What is needed:
From the entries below, return every line that includes the word "face".

Exercise materials:
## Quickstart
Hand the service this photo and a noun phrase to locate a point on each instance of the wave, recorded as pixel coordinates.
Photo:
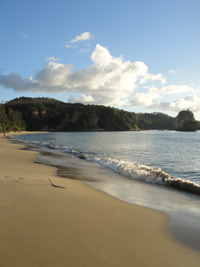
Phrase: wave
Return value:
(129, 169)
(148, 174)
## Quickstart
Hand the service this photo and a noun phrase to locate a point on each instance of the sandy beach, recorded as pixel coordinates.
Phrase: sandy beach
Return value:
(74, 224)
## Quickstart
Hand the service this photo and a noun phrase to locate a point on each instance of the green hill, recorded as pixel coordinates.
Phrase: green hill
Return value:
(53, 115)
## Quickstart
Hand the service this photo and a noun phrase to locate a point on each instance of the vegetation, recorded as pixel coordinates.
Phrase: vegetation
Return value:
(10, 120)
(53, 115)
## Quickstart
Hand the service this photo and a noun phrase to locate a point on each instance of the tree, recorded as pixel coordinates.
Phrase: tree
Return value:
(4, 122)
(16, 121)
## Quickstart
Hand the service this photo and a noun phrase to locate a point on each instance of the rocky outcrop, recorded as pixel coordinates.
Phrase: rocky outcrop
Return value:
(185, 121)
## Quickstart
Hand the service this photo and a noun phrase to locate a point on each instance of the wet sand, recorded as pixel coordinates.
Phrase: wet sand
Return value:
(43, 225)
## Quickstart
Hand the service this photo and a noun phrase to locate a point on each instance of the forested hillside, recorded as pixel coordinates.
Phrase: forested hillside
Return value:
(52, 115)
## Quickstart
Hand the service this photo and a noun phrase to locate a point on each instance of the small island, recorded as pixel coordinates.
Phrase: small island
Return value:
(47, 114)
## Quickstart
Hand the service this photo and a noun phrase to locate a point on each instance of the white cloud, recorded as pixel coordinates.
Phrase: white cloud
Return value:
(174, 89)
(82, 37)
(145, 99)
(151, 78)
(172, 71)
(52, 59)
(109, 81)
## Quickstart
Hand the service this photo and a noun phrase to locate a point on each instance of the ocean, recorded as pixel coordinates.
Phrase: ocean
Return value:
(154, 169)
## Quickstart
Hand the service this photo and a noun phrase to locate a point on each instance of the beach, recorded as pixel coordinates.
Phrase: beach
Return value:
(72, 224)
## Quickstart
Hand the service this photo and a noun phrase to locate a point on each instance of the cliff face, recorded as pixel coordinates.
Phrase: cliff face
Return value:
(52, 115)
(185, 121)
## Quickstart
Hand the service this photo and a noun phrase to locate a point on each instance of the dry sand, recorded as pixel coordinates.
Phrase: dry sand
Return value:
(41, 225)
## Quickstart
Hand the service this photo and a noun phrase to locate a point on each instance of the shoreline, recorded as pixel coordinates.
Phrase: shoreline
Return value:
(77, 225)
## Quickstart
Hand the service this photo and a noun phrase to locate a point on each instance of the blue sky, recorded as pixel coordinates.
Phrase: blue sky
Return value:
(142, 56)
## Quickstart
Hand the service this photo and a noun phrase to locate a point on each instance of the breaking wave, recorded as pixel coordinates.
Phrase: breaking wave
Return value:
(129, 169)
(148, 174)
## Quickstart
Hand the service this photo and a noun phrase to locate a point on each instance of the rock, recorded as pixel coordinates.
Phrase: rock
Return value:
(185, 121)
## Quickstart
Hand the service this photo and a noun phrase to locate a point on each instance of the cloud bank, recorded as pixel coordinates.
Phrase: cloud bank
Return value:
(82, 37)
(109, 81)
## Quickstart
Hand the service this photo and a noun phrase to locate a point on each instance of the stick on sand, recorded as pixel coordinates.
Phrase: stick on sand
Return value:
(55, 185)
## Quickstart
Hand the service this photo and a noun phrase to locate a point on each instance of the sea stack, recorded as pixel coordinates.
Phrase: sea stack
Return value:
(185, 121)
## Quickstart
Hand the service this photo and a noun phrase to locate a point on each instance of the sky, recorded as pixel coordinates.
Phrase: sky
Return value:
(136, 55)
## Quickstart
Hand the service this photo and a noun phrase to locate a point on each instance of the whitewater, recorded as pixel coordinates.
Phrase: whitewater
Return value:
(155, 169)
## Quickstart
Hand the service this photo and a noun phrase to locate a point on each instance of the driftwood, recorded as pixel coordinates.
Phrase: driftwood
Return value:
(55, 185)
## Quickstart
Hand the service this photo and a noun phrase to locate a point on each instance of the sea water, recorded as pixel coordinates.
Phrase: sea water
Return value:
(154, 169)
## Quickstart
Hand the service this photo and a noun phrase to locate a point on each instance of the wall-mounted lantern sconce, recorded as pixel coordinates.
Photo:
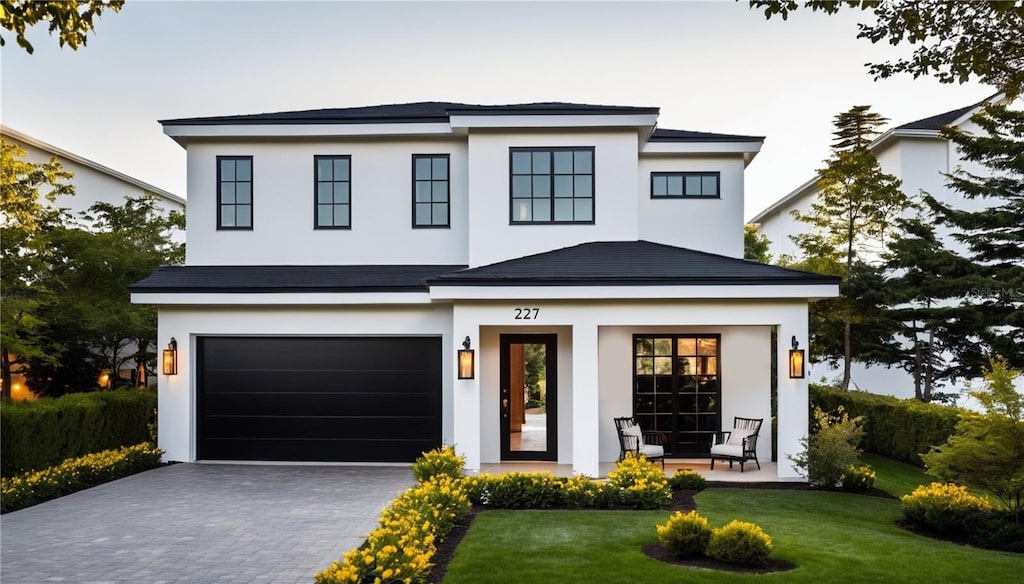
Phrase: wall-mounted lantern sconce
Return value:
(171, 358)
(796, 361)
(467, 361)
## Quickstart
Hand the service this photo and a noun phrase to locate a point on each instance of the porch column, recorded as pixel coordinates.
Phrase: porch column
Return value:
(793, 398)
(586, 415)
(466, 392)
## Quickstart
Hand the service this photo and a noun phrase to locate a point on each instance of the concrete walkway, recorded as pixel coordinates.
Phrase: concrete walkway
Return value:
(200, 524)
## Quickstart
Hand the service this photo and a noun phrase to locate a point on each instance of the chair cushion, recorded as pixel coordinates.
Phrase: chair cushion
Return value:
(634, 431)
(652, 451)
(737, 434)
(728, 450)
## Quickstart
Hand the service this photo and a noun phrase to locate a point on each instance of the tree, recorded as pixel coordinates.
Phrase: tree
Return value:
(28, 217)
(756, 245)
(987, 450)
(73, 21)
(993, 235)
(96, 260)
(953, 41)
(850, 221)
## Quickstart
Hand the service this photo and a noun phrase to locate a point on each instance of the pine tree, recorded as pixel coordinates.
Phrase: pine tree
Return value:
(850, 220)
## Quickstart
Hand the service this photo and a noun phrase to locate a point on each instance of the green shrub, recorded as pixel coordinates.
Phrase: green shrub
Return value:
(685, 536)
(438, 461)
(686, 480)
(900, 429)
(522, 491)
(42, 433)
(944, 507)
(739, 542)
(76, 473)
(857, 478)
(829, 450)
(640, 484)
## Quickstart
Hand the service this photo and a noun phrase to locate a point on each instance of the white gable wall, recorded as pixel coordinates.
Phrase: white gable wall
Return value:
(493, 239)
(283, 206)
(694, 222)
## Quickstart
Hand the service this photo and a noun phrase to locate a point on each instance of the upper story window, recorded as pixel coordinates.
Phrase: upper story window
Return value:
(682, 184)
(552, 185)
(430, 191)
(333, 207)
(235, 193)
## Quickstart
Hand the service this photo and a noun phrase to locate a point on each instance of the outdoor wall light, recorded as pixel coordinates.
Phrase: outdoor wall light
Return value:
(467, 361)
(171, 358)
(796, 361)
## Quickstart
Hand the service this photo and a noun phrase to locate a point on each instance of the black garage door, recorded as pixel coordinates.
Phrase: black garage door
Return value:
(355, 400)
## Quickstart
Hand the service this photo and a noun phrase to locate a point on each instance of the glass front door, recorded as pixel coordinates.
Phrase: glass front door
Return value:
(528, 397)
(677, 390)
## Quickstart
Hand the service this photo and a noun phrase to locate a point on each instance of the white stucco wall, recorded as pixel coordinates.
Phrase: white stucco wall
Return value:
(283, 206)
(177, 392)
(493, 239)
(706, 224)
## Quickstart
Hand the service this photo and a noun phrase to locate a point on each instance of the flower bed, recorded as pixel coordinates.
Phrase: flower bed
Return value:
(75, 474)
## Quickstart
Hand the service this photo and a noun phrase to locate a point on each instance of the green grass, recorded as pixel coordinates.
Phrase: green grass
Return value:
(897, 478)
(828, 536)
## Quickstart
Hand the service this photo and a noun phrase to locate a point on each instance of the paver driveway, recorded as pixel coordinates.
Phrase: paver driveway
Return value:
(200, 524)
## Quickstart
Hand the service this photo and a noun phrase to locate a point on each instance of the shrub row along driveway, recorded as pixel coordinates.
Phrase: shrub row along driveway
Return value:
(200, 524)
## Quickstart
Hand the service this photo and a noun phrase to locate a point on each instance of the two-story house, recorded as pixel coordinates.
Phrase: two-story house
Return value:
(364, 284)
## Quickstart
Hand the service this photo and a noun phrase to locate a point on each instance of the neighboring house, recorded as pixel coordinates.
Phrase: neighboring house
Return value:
(915, 154)
(339, 259)
(93, 183)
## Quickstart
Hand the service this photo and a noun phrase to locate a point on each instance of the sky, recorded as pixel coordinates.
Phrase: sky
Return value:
(715, 67)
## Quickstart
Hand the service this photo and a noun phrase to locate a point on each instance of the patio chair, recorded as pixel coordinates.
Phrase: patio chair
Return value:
(737, 445)
(633, 439)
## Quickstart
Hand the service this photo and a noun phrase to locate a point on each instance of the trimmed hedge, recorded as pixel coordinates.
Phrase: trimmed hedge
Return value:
(901, 429)
(42, 433)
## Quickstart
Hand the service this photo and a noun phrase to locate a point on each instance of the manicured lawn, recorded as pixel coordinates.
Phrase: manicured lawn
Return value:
(829, 536)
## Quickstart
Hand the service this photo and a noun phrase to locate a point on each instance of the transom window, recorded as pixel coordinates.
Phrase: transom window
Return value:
(677, 389)
(430, 191)
(552, 185)
(235, 193)
(333, 197)
(681, 184)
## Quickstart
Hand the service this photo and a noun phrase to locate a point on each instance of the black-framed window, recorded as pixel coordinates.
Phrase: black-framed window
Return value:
(333, 203)
(235, 193)
(683, 184)
(551, 185)
(431, 191)
(677, 389)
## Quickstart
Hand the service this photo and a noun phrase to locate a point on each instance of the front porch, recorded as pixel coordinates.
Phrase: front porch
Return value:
(722, 472)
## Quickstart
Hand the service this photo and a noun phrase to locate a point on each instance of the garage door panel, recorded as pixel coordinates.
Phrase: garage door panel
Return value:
(329, 399)
(312, 404)
(323, 428)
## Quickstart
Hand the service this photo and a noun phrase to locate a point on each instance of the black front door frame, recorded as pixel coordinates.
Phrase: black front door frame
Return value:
(551, 366)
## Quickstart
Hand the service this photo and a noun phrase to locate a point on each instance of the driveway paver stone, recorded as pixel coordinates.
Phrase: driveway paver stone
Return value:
(200, 524)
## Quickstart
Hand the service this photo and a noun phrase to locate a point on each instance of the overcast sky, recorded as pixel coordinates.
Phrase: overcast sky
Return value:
(715, 67)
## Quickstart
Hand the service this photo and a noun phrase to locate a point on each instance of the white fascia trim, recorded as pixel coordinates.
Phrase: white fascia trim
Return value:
(700, 148)
(58, 152)
(631, 121)
(632, 292)
(257, 298)
(304, 130)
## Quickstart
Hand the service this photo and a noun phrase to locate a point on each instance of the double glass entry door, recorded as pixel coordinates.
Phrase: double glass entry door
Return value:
(528, 397)
(678, 391)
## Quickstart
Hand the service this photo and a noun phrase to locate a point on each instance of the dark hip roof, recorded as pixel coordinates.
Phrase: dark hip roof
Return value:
(221, 279)
(628, 263)
(667, 135)
(411, 113)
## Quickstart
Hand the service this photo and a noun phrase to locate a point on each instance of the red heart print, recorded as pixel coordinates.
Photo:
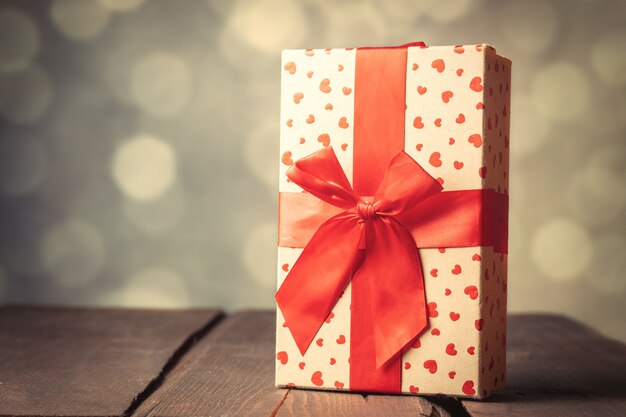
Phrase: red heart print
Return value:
(330, 316)
(325, 86)
(472, 291)
(435, 159)
(431, 365)
(324, 139)
(290, 67)
(282, 357)
(475, 139)
(432, 309)
(476, 84)
(316, 379)
(286, 160)
(439, 65)
(468, 388)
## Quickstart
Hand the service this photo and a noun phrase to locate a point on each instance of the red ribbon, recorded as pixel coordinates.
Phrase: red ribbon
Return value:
(374, 241)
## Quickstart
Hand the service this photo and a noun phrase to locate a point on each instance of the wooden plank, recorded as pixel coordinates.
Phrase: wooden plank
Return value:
(230, 372)
(558, 367)
(76, 362)
(308, 403)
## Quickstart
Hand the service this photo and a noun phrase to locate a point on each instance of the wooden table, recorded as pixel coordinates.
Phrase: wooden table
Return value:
(91, 362)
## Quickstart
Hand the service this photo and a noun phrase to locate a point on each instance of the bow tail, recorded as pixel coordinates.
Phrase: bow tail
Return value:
(396, 281)
(319, 276)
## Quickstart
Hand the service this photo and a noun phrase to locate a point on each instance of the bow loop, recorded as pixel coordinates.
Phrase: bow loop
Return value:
(404, 185)
(321, 175)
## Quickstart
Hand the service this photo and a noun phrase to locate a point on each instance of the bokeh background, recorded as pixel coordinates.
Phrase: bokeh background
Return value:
(139, 144)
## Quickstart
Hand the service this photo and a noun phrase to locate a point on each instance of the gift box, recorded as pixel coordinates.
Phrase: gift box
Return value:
(393, 216)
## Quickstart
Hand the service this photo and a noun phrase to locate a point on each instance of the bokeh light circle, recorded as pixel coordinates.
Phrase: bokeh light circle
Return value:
(560, 91)
(529, 128)
(531, 26)
(608, 266)
(597, 195)
(259, 254)
(144, 167)
(23, 166)
(26, 95)
(268, 25)
(73, 253)
(19, 39)
(561, 249)
(79, 20)
(161, 84)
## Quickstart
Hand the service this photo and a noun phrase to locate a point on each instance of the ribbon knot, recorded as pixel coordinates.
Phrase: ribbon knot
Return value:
(365, 210)
(366, 244)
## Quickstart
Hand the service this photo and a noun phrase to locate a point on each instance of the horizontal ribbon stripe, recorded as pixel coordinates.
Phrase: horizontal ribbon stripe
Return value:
(450, 219)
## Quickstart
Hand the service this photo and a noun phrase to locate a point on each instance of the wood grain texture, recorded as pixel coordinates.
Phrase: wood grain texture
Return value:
(558, 367)
(308, 403)
(230, 372)
(76, 362)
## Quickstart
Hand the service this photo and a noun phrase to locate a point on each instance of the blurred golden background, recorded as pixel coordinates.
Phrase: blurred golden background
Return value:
(139, 144)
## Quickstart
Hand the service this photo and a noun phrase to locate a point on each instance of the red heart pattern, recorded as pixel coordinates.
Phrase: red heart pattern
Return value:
(443, 131)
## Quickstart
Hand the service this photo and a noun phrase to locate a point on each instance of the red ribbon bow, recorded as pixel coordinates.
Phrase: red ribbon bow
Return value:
(364, 242)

Solution below:
Hand the service this photo and a noun phrase to locate a point on each instance of the cliff face, recorded as pixel coordinates.
Phrase: cliff face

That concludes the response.